What the task asks:
Render all of the data below as a numbered list, omitting any blank lines. Leave the pictures out of your answer.
-------- Extracted information
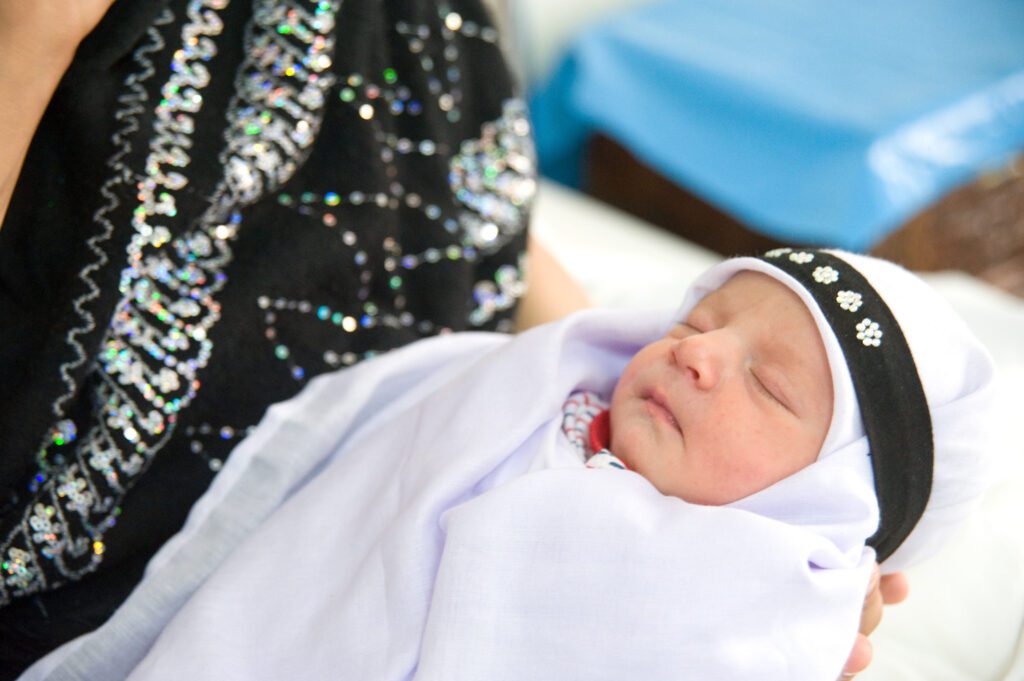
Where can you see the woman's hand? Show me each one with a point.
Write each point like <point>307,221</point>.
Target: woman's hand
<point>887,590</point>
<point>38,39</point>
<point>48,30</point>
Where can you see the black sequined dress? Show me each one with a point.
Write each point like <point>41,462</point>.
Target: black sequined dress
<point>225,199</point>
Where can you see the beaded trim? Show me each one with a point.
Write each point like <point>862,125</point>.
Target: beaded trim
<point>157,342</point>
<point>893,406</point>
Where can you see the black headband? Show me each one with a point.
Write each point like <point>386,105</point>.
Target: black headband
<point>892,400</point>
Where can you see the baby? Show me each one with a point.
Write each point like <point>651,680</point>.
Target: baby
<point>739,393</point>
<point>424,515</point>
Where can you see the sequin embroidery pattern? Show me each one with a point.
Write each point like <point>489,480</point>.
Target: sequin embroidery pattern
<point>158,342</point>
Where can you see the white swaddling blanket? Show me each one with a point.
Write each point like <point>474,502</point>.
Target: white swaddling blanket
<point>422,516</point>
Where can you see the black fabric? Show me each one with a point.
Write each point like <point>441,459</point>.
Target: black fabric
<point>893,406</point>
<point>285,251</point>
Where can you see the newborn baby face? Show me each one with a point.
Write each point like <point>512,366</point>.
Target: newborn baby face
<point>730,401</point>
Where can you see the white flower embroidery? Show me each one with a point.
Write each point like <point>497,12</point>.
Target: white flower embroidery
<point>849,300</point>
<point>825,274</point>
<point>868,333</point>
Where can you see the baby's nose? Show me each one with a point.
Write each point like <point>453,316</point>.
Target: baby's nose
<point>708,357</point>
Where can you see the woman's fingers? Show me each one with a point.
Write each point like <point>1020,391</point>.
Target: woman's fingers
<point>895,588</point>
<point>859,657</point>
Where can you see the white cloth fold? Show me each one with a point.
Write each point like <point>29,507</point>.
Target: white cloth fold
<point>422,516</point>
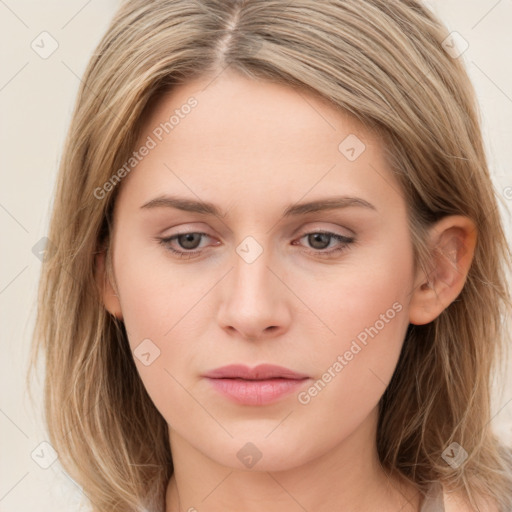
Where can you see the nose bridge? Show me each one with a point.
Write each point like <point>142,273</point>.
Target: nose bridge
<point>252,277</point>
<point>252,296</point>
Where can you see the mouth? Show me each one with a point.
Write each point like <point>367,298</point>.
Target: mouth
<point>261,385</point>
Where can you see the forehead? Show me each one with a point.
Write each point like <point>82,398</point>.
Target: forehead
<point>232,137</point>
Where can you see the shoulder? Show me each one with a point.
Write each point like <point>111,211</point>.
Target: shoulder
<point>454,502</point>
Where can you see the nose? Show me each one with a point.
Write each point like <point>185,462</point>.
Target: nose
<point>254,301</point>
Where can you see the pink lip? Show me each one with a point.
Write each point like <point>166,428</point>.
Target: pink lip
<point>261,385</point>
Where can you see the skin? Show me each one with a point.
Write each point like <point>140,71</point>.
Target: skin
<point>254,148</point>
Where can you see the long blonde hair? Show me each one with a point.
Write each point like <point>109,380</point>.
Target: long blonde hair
----------------
Output of the task:
1. Where can you see the woman's hand? Show me each one with a point.
2. Write each point like <point>307,221</point>.
3. Target: woman's hand
4. <point>887,590</point>
5. <point>38,39</point>
6. <point>48,30</point>
7. Where can you see the black sequined dress? Show me each one with a point.
8. Write each point like <point>41,462</point>.
9. Target: black sequined dress
10. <point>225,199</point>
11. Where can you see the beaded trim? Show me each one with a point.
12. Write each point like <point>862,125</point>.
13. Target: beaded trim
14. <point>157,342</point>
15. <point>893,406</point>
16. Where can you see the black headband? Show me each one with a point.
17. Write each point like <point>386,105</point>.
18. Target: black headband
19. <point>892,400</point>
20. Where can you see the baby? Show me each one with a point.
21. Write each point like <point>651,680</point>.
22. Target: baby
23. <point>739,393</point>
24. <point>424,515</point>
25. Where can you see the sequin embroidery pattern? Show me each one with a point.
26. Write each point like <point>489,480</point>.
27. Target: sequin embroidery pattern
28. <point>158,342</point>
29. Where can you see the white swaddling blanket? Show me each one with a point.
30. Write each point like <point>474,502</point>.
31. Target: white swaddling blanket
32. <point>422,516</point>
33. Where can you see the black fabric? Show me each one with a point.
34. Write each point like <point>441,459</point>.
35. Target: black fabric
36. <point>893,406</point>
37. <point>285,251</point>
38. Where can you see the newborn baby face? Show me each one with a point.
39. Write each point like <point>512,366</point>.
40. Target: newborn baby face
41. <point>730,401</point>
42. Where can you see the white flower embroidery? Show me each one with a point.
43. Write each point like <point>497,12</point>.
44. Target: white flower embroidery
45. <point>849,300</point>
46. <point>825,274</point>
47. <point>868,333</point>
48. Where can you see the baby's nose? Show me each one with a point.
49. Write each point like <point>453,316</point>.
50. Target: baby's nose
51. <point>708,357</point>
52. Where can you see the woman's fingers? Show me each one with a point.
53. Write each point like <point>1020,391</point>.
54. Target: woman's fingers
55. <point>895,588</point>
56. <point>859,657</point>
57. Where can you see the white cloth fold? Show me each one with a point.
58. Write each point like <point>29,507</point>.
59. Target: white cloth fold
60. <point>422,516</point>
61. Where can you see the nose bridge? Show me each one with a point.
62. Write each point like <point>142,273</point>.
63. Target: nose bridge
64. <point>252,277</point>
65. <point>252,296</point>
66. Where can you see the mouth? Show me each one with a point.
67. Write each point like <point>367,298</point>.
68. Target: mouth
69. <point>261,385</point>
70. Where can you see the forehead? Show me each one with a point.
71. Write each point like <point>82,398</point>.
72. Target: forehead
73. <point>232,137</point>
74. Where can you see the shoulder? Show me each one with a point.
75. Write each point like <point>111,211</point>.
76. Target: shoulder
77. <point>454,502</point>
78. Where can you see the nose? Show me each one with a point.
79. Write each point like <point>185,462</point>.
80. Target: nose
81. <point>254,301</point>
82. Where can you see the pink lip? Show me each one with a point.
83. Write each point like <point>166,428</point>.
84. Target: pink lip
85. <point>261,385</point>
86. Where can you see the skin? Show me each one with a point.
87. Write each point like <point>140,71</point>.
88. Target: skin
89. <point>254,148</point>
90. Where can you see the long blonde hair? Show me each one with a point.
91. Write each point like <point>109,380</point>.
92. Target: long blonde hair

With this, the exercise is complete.